- Set task -
Put the lines below into a numbered list, starting with the line that contains "Every instance of the text" and continuing through the final line, with both ends included and any blank lines left out.

(Object pointing dataset rows)
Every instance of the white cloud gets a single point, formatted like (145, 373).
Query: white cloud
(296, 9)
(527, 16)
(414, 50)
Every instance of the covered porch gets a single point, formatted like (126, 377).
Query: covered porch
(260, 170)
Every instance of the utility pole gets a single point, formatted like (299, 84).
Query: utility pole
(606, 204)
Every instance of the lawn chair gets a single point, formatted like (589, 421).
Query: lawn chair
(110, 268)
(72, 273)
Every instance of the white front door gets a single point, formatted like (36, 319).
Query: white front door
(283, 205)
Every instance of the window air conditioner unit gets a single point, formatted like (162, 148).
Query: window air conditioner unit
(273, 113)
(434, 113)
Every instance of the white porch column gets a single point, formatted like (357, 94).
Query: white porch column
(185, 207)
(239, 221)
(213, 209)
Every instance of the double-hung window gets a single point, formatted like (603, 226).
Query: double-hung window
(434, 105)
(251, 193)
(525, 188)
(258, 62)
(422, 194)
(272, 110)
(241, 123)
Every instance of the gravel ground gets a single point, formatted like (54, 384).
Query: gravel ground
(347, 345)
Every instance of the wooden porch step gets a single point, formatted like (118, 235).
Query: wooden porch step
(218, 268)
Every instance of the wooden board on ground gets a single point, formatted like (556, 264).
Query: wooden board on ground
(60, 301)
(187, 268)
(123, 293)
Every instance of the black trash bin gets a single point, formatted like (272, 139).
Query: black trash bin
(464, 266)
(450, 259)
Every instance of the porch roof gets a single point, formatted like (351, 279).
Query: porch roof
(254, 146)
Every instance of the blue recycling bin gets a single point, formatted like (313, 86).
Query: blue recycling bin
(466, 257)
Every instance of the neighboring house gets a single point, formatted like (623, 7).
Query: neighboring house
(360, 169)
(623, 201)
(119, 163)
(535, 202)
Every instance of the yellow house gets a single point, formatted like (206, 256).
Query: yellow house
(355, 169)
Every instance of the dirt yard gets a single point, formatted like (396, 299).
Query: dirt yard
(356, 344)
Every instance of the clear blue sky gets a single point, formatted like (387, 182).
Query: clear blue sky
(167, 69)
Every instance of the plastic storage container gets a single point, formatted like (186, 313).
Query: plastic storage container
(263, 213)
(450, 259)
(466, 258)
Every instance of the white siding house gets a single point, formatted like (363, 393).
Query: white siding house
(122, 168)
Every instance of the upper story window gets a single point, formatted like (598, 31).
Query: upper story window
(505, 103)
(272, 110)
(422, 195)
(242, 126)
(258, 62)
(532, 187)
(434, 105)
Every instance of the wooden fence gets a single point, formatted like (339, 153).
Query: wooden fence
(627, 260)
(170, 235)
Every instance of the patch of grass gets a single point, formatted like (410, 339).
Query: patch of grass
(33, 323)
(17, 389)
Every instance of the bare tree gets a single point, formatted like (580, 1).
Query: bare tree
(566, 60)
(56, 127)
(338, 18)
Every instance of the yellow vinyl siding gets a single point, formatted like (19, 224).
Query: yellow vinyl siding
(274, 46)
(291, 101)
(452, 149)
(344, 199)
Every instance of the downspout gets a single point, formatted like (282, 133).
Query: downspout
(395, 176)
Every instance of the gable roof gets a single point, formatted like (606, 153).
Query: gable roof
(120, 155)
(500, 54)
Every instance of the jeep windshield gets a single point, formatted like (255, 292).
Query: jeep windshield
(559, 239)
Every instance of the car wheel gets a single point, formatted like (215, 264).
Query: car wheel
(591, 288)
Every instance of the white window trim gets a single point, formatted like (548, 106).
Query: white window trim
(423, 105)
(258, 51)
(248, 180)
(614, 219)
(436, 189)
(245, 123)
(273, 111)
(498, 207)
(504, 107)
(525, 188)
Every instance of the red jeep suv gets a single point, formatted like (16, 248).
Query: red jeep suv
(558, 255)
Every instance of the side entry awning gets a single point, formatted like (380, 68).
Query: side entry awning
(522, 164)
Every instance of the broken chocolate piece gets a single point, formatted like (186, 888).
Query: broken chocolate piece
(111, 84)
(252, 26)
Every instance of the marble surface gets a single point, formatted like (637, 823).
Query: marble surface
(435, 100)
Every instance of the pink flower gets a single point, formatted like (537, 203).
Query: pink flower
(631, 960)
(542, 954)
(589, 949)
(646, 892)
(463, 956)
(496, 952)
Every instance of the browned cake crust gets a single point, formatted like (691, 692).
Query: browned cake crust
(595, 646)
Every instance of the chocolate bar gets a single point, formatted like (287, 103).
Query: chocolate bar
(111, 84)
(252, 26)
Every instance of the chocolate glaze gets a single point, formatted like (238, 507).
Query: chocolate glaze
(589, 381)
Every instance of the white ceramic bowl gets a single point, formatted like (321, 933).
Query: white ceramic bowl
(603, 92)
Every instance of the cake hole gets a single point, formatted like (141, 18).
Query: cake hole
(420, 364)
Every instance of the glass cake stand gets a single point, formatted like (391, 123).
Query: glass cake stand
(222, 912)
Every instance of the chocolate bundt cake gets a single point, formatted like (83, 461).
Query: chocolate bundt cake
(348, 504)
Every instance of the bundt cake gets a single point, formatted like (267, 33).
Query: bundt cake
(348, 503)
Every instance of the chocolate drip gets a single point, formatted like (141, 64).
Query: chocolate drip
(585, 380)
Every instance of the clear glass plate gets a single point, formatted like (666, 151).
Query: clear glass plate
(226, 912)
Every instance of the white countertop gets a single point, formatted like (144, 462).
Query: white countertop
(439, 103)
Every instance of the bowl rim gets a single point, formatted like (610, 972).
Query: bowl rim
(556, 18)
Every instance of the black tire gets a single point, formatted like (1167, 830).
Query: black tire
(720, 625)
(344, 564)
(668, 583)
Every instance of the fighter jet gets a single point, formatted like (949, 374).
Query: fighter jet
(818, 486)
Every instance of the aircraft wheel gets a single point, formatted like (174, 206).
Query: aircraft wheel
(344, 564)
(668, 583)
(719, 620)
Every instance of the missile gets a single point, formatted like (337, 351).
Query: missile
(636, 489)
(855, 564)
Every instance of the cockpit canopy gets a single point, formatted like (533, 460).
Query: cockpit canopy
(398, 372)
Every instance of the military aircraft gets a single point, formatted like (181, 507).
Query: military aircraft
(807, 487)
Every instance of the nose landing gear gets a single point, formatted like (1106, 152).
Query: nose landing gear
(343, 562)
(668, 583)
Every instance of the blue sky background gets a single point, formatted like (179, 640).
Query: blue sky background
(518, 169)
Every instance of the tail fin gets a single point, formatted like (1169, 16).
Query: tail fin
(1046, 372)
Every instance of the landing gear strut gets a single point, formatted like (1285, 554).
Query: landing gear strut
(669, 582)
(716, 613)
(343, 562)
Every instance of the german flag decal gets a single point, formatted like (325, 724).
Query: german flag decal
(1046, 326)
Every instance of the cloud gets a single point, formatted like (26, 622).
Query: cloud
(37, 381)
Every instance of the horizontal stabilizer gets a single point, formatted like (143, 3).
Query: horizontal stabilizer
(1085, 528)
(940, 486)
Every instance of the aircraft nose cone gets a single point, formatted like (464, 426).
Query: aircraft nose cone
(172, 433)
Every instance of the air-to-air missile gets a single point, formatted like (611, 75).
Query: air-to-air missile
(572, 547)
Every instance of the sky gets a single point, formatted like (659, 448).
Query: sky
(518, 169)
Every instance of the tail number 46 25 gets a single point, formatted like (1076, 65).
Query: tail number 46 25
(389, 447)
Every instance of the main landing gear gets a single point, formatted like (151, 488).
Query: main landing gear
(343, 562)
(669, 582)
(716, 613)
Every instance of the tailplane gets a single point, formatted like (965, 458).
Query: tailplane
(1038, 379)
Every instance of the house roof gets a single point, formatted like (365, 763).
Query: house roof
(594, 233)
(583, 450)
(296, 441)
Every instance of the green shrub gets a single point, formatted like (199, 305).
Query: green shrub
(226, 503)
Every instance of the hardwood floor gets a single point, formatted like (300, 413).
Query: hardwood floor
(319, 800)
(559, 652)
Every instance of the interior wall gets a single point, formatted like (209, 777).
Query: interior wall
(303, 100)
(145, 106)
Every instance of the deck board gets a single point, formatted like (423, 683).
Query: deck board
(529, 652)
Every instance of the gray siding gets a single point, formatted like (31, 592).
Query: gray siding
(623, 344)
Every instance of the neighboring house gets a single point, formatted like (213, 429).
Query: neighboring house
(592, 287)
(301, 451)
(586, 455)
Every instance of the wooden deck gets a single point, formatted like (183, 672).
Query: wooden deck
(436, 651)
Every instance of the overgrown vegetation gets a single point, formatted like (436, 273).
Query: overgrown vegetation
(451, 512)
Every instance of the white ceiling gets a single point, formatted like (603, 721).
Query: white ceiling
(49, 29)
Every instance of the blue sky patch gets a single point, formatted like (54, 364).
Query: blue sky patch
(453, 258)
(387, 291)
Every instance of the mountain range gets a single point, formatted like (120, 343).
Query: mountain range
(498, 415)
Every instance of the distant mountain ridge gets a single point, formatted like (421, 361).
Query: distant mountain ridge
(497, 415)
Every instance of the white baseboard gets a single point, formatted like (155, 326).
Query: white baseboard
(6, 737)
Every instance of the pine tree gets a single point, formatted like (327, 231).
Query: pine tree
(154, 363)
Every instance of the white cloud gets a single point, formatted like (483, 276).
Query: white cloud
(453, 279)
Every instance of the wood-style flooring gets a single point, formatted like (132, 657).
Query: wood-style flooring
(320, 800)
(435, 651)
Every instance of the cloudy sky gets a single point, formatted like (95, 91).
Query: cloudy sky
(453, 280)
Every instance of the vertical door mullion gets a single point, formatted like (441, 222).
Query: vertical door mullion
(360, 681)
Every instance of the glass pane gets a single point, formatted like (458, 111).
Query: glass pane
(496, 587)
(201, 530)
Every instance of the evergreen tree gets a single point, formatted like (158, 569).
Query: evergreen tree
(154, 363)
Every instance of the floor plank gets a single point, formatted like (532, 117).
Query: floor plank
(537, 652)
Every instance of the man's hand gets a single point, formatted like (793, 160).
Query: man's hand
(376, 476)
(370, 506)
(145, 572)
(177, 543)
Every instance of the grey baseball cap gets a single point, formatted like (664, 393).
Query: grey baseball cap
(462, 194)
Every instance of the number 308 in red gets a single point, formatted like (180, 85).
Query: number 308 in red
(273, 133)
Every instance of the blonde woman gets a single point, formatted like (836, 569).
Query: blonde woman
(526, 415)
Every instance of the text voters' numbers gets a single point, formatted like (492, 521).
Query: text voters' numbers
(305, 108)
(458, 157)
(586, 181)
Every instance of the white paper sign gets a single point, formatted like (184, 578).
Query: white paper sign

- Result for this task -
1. Every instance of the text voters' numbers gets a single point, formatted like (492, 521).
2. Query: text voters' numbers
3. (305, 108)
4. (458, 157)
5. (586, 181)
6. Every instance of the white paper sign gets a single point, formatted like (184, 578).
7. Query: white paper sign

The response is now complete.